== DO THIS ==
Substitute "single point" for every occurrence of "single dot" in the listing below. Leave everything else unchanged.

(Stored data entries)
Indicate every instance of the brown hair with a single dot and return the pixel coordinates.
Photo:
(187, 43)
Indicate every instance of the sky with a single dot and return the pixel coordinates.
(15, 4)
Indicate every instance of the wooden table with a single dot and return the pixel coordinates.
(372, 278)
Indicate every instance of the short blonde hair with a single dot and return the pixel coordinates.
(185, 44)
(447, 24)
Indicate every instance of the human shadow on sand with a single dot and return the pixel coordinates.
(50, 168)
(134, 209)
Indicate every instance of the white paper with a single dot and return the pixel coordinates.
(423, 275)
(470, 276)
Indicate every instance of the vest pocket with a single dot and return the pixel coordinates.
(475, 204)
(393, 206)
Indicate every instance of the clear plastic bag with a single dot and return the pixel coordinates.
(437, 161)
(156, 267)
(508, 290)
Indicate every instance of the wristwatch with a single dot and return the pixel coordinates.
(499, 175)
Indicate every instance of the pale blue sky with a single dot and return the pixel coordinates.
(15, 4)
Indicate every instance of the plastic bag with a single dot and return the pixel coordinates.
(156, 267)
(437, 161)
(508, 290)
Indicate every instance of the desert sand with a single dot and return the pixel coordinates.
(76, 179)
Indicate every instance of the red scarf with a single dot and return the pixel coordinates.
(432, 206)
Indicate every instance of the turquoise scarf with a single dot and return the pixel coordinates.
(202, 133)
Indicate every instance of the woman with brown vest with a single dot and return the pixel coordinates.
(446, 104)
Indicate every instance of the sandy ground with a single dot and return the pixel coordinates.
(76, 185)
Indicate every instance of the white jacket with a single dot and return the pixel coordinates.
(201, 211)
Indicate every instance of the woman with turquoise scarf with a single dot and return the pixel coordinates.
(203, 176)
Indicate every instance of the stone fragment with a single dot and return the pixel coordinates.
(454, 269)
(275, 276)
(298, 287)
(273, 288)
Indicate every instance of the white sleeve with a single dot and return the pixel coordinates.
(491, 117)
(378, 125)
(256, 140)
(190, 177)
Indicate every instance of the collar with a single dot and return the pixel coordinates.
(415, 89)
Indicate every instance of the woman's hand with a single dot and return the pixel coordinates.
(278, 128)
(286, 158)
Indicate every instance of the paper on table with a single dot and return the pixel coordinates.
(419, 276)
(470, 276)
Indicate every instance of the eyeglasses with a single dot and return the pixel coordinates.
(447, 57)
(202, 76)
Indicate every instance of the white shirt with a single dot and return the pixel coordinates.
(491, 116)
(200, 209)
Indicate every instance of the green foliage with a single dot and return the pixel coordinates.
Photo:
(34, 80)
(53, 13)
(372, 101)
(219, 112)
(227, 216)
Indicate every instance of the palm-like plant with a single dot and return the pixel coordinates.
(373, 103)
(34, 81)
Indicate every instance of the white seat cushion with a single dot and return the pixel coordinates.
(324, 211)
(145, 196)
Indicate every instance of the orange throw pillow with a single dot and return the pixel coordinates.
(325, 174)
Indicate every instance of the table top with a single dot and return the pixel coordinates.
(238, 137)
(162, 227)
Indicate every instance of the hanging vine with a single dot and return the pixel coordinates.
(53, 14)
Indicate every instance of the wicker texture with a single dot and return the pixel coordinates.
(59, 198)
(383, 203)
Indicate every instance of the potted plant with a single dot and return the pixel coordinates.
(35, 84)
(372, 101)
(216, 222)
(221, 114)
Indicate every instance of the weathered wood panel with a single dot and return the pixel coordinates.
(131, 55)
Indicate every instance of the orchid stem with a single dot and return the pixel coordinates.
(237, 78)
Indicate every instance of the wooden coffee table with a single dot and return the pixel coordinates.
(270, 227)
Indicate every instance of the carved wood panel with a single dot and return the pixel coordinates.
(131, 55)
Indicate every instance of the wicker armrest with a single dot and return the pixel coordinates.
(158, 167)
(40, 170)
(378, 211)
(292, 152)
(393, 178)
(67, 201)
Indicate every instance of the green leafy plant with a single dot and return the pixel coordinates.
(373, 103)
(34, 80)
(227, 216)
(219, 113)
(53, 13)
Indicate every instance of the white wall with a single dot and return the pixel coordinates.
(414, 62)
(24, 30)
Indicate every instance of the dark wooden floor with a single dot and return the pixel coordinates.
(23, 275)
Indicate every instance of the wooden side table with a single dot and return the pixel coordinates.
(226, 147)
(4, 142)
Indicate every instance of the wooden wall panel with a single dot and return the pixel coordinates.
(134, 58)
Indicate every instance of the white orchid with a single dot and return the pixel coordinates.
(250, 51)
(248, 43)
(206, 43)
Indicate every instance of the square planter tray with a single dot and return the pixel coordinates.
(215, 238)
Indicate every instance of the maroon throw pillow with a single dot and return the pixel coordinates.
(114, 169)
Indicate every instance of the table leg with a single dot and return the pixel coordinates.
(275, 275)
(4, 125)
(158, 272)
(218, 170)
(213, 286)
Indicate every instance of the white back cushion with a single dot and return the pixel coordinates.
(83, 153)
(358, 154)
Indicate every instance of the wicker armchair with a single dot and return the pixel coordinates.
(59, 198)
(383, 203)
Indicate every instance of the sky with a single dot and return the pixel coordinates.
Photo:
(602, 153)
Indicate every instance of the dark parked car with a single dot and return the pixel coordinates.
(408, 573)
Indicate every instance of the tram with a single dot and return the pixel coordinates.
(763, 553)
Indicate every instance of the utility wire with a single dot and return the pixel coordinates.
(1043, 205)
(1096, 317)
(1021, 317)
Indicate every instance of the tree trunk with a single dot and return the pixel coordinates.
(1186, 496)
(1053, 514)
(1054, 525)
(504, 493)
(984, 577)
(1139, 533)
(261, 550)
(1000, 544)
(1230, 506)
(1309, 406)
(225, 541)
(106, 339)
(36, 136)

== FULL RESPONSE ==
Indicate every instance of the brown hair with a single point and return the pixel coordinates.
Photo:
(187, 43)
Indicate every instance of the sky with a single point and return the pixel coordinates.
(15, 4)
Indicate every instance of the wooden table with a single point and return the pixel coordinates.
(372, 278)
Indicate every instance of the short blonde hair with a single point and return the pixel coordinates.
(185, 44)
(447, 24)
Indicate every instance of the human shadow on sand with a single point and return the pixel coordinates.
(50, 168)
(134, 209)
Indicate every instance of the white paper with a single point and return the pixel coordinates.
(423, 275)
(470, 276)
Indicate every instance of the vest pocket with a single point and return the pixel coordinates.
(475, 204)
(393, 206)
Indicate every instance of the clear plastic bag with a single point and return the pixel coordinates.
(437, 161)
(156, 267)
(508, 290)
Indicate every instance of the wristwatch with a single point and return the pixel coordinates.
(499, 175)
Indicate every instance of the pale blue sky with a single point and return the pixel coordinates.
(15, 4)
Indicate every instance of the plastic bag with a single point and return the pixel coordinates.
(156, 267)
(437, 161)
(508, 290)
Indicate every instance of the desert sand with a single point and return the pixel coordinates.
(76, 179)
Indicate every instance of the red scarf with a single point and return the pixel coordinates.
(432, 206)
Indicate every instance of the turquoise scarf with a single point and return the pixel coordinates.
(202, 133)
Indicate every instance of the woman with brown vest with a single point and return the pixel coordinates.
(446, 104)
Indicate every instance of the sandy ground with a single point and return the pixel coordinates.
(76, 185)
Indicate every instance of the white jacket with a single point and return the pixel coordinates.
(201, 211)
Indicate every instance of the woman with turquoise scarf with a single point and return the pixel coordinates.
(203, 176)
Indicate every instance of the stone fragment with a single point and return the pixel coordinates.
(454, 269)
(275, 276)
(298, 287)
(273, 288)
Indicate every instance of the white sleeve with a single point and return the pixel coordinates.
(491, 117)
(378, 125)
(256, 140)
(190, 177)
Indicate every instance of the collar with a single point and return the pixel coordinates.
(415, 89)
Indicate every instance of the woman's hand with a single point and return the pixel coordinates.
(278, 128)
(286, 158)
Indicate every instance of the paper on table with a single point and return the pixel coordinates.
(419, 276)
(470, 276)
Indicate every instance of the eyeglasses with a single point and return the pixel coordinates.
(447, 57)
(202, 76)
Indicate every instance of the white shirt with a single point and return the pixel coordinates.
(491, 116)
(200, 209)
Indicate every instance of the green foliage with a single point and return the pixel coordinates.
Photo:
(34, 80)
(53, 13)
(372, 101)
(219, 112)
(227, 216)
Indicate every instance of the palm-like plant with a single point and return the pixel coordinates.
(373, 103)
(34, 81)
Indicate every instance of the white seat cushion with a single point and return the pixel coordinates.
(324, 211)
(145, 196)
Indicate every instance of the orange throw pillow with a single point and return the pixel coordinates.
(325, 174)
Indicate every instance of the table top with a single point and return the pixel coordinates.
(238, 137)
(162, 227)
Indicate every instance of the hanging vine with a single point and return the pixel coordinates.
(53, 14)
Indicate every instance of the wicker texture with a single point and return the pixel coordinates.
(59, 198)
(383, 203)
Indicate every instance of the potted plant with a single point and return the pixel coordinates.
(35, 84)
(372, 101)
(216, 222)
(221, 114)
Indicate every instance of the weathered wood panel with a single point and return the pixel coordinates.
(131, 55)
Indicate every instance of the orchid stem with a single point and return the pixel coordinates.
(237, 78)
Indicate every instance of the wooden coffee table with a single point and return the pixel coordinates.
(270, 227)
Indicate every instance of the carved wood panel with a single point and return the pixel coordinates.
(131, 55)
Indicate every instance of the wicker armrest with a single point and return the pixel coordinates.
(158, 167)
(40, 170)
(378, 211)
(292, 152)
(393, 178)
(67, 201)
Indicate every instance of the green leafy plant with a single point and return the pixel coordinates.
(373, 103)
(34, 80)
(227, 216)
(219, 113)
(53, 13)
Indicate every instance of the white wall with a single point and return the pixel coordinates.
(414, 62)
(24, 30)
Indicate every instance of the dark wooden floor with a single point and return the pixel coordinates.
(23, 275)
Indicate every instance of the wooden side table with a single point and return the pixel coordinates.
(226, 147)
(4, 142)
Indicate every instance of the wooden wall panel with a single point and return the pixel coordinates.
(134, 58)
Indicate every instance of the white orchid with a single point and return the pixel coordinates.
(250, 51)
(248, 43)
(206, 43)
Indicate every instance of the square planter tray with a single point and return the pixel coordinates.
(215, 238)
Indicate every instance of the maroon throw pillow with a single point and return the pixel coordinates.
(114, 169)
Indicate every instance of the table leg with a single point and return the pixel coordinates.
(275, 275)
(4, 125)
(158, 272)
(218, 170)
(213, 286)
Indicate every instance of the white back cushion with a single point and return the pixel coordinates.
(83, 153)
(358, 154)
Indicate every instance of the wicker armchair with a single point and return the pixel coordinates.
(59, 198)
(383, 203)
Indicate every instance of the sky with a single point and return the pixel coordinates.
Photo:
(602, 153)
Indicate every instance of the dark parked car with a single point and return the pixel coordinates.
(408, 573)
Indicate every instance of the tram with a single point and return the pixel coordinates.
(763, 553)
Indicate every instance of the utility wire with a single point and return the pixel coordinates.
(1043, 205)
(1096, 317)
(1021, 317)
Indicate every instance of the tree trunk with a single point and return the pixel coordinates.
(1186, 496)
(1053, 514)
(1054, 525)
(504, 493)
(984, 577)
(1139, 533)
(261, 550)
(1000, 544)
(1230, 506)
(1309, 406)
(225, 541)
(106, 339)
(36, 136)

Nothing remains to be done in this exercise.